Vorliegender Text:
============================================================
Der Machu Picchu gilt wohl als die berühmteste Sehenswürdigkeit Südamerikas und steht damit natürlich ganz oben auf unserer Weltreiseliste. Nach einigen Wochen grauer Regenzeit in Kolumbien, Ecuador und im Norden Perus sind wir froh, endlich die tropische Dauerfeuchtigkeit hinter uns gelassen zu haben. Im Basislager Cusco herrscht Ende Mai wieder Trockenzeit!
Wir erfreuen uns allerdings erstmal nur bedingt an dem schönen Wetter. Bei der Anreise von der Küste ab Perus Hauptstadt Lima geht uns ziemlich schnell die Puste aus: Pässe mit bis zu 4.600 m Höhe und eine Übernachtung auf knapp 4.000 m Höhe in einer unbeheizten Alpaka-Station lassen uns beide ganz gut mit Kopf- und Gliederschmerzen kämpfen. Immerhin ist uns nicht schlecht. Die Höhenkrankheit ist definitiv kein Spaß! Zum Glück liegt Cusco mit 3.400 Höhenmetern wieder ein bisschen tiefer. Wir verbringen dort ein paar Tage, um uns an die dünne Luft zu gewöhnen. Genug Zeit also, die Besichtigung des Machu Picchu zu planen.

Auf viertausend Metern Höhe übernachten wir in einer nicht beheizten Alpakafarm. Arschkalt.
Was mir bei der Reisevorbereitung definitiv untergegangen ist, sind die Entfernungen in Peru. In jedem Reiseführer und Reiseblog steht zwar zu lesen, dass in Cusco der Ausflug zum Machu Picchu beginnt. Dass man von Cusco aber noch fast sechs Stunden nach Santa Teresa fahren muss, geht mir erst jetzt bei der Detailplanung auf. Was auf der Karte «gleich um die Ecke» aussieht, entpuppt sich als 230 km lange Serpentinenfahrt durch spektakuläre Andenlandschaft. Auch kann man gar nicht bis Aguas Calientes, die Stadt am Fuße des Machu Picchu, fahren. Lediglich eine sagenhaft überteuerte Eisenbahnverbindung existiert – oder man läuft eben zehn Kilometer ab Santa Teresa entlang der Gleise zum Tor ins Inkareich. Wir entscheiden uns für letzteres.
============================================================
Bereitgestellte Angaben:
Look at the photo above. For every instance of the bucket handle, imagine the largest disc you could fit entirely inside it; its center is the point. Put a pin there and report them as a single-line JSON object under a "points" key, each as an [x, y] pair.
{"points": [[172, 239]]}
============================================================
Aufgaben im Überblick:
1/ Beantworten Sie anhand des Reiseberichts:
(a) Auf wie vielen Höhenmetern liegt Cusco?
(b) Wie viele Kilometer lang ist die Serpentinenfahrt von Cusco nach Santa Teresa?
(c) Wie viele Kilometer läuft man ab Santa Teresa entlang der Gleise?
2/ Kopieren Sie aus dem Reisebericht wortgetreu die Stelle, die mit „Wir erfreuen uns“ beginnt und bis einschließlich „Picchu zu planen.“ reicht.
3/ Welche Länder nennt der Reisebericht? Zählen Sie alle auf.
Antworten Sie allein anhand des Reiseberichts.

Antworten der Reihe:
1/
(a) Auf 3.400 Höhenmetern.
(b) 230 km.
(c) Zehn Kilometer.

2/
Wir erfreuen uns allerdings erstmal nur bedingt an dem schönen Wetter. Bei der Anreise von der Küste ab Perus Hauptstadt Lima geht uns ziemlich schnell die Puste aus: Pässe mit bis zu 4.600 m Höhe und eine Übernachtung auf knapp 4.000 m Höhe in einer unbeheizten Alpaka-Station lassen uns beide ganz gut mit Kopf- und Gliederschmerzen kämpfen. Immerhin ist uns nicht schlecht. Die Höhenkrankheit ist definitiv kein Spaß! Zum Glück liegt Cusco mit 3.400 Höhenmetern wieder ein bisschen tiefer. Wir verbringen dort ein paar Tage, um uns an die dünne Luft zu gewöhnen. Genug Zeit also, die Besichtigung des Machu Picchu zu planen.

3/ Kolumbien, Ecuador, Peru